§ **What this exercise asks**:
1. Rewrite the part of the incremental collector description that begins at the words "All objects get" and ends after "and sweep collector.", replacing "doubly-linked" with "bidirectional".
2. In the incremental collector description, how many additional pointers does every object get, and what are they?
3. Continue the incremental collector description from where it stops.

The incremental mark and sweep collector has an additional structure in the arena_base that keeps track of the collector's state. Pool and arena structures are unchanged. Only the allocation of new arena blocks is done much more fine grained in e.g. 8K blocks.
- from-space
- The graph of all objects found live during the last collection.
- to-space
- The work area of the collector. During marking live objects are "moved" from the from-space into the to-space. This is the same as the text_for_GC list used in src/dod.c. The to-space is initially empty. During marking it gets greyed and finally all reachable objects are black.
- free-list
- New objects are allocated from the free-list. The free-list is adjacent to the to-space. Allocating a new objects thus means, moving the free pointer one word forward and paint the new object black.
All objects get two additional pointers (forward, backward) and are arranged like in this scheme:
<-- allocation direction marking -->
| |
[w] <--> [w] <--> [b] <--> [b] <--> [g] <--> [g] <--> [w] <-> [w]
^ ^ ^ ^
| | | |
free-list-ptr to-space scan-pointer from-space
Objects get "moved" during collection by rearranging the doubly-linked object pointers. At the end of a DOD run (when the last grey object is blackened), the from-space and the free-list are merged serving as the new free-list of the next DOD cycle. This operation is just a few pointer manipulations that replaces the sweep phase of a mark and sweep collector.
- a) initialization
- After interpreter creation the DOD system is initialized by marking parts of the root set (globals, internal structures).
- b) program operation
- For each bunch of allocated objects (A) the collector does k.A work, for some constant k > 1. As new objects are allocated black the number of whites is reduced steadily. This means that the throttle factor k could be less then one too, but this could highly increase average memory usage.
- To keep the memory usage limited k > 1 must hold.
- c) near the end of a DOD cycle
- The rest of the root set is scanned, i.e. the registers. By deferring scanning of registers all temporaries that might have exist somewhen just stay unscanned - they will be collected in this DOD cycle, if we allocate new objects white or in the next DOD cycle.

§ **Raw data**:
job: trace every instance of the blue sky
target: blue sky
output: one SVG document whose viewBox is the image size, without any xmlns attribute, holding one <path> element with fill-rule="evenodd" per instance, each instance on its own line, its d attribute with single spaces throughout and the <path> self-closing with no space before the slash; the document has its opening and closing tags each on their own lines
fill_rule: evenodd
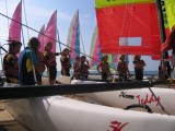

§ **Results for each task**:
1.
All objects get two additional pointers (forward, backward) and are arranged like in this scheme:
<-- allocation direction marking -->
| |
[w] <--> [w] <--> [b] <--> [b] <--> [g] <--> [g] <--> [w] <-> [w]
^ ^ ^ ^
| | | |
free-list-ptr to-space scan-pointer from-space
Objects get "moved" during collection by rearranging the bidirectional object pointers. At the end of a DOD run (when the last grey object is blackened), the from-space and the free-list are merged serving as the new free-list of the next DOD cycle. This operation is just a few pointer manipulations that replaces the sweep phase of a mark and sweep collector.

2. Two: a forward pointer and a backward pointer.

3.
- d) finishing a DOD cycle
- The current sweep of the whole arena is done, or with implicit reclamation:
- Garbage gets appended to the free-list by merging the unscanned from-space with the free-list, these objects are all considered white. All other items are in the to-space and are black. These objects constitute the from-space of the new collection cycle.
- Now he meaning of the black bit is reversed effectively setting the new from-space to white.
- The next DOD cycle is initialized in one step a) and the new cycle starts.
- Alternatively the mutator could run and allocate objects for some time, without starting the collector again, if there are plenty of free objects on all free-lists.
- e) collect buffer memory
- Finally, we might trigger a collect run on string and buffer memory if there is an impending shortage of resources. While the copying compactor is rather independent of the collector that cleans object headers, it's more efficient to collect buffer memory when the live information is accurate. This avoids copying of dead buffer memory.
MS ... mark and sweep (stop-the-world)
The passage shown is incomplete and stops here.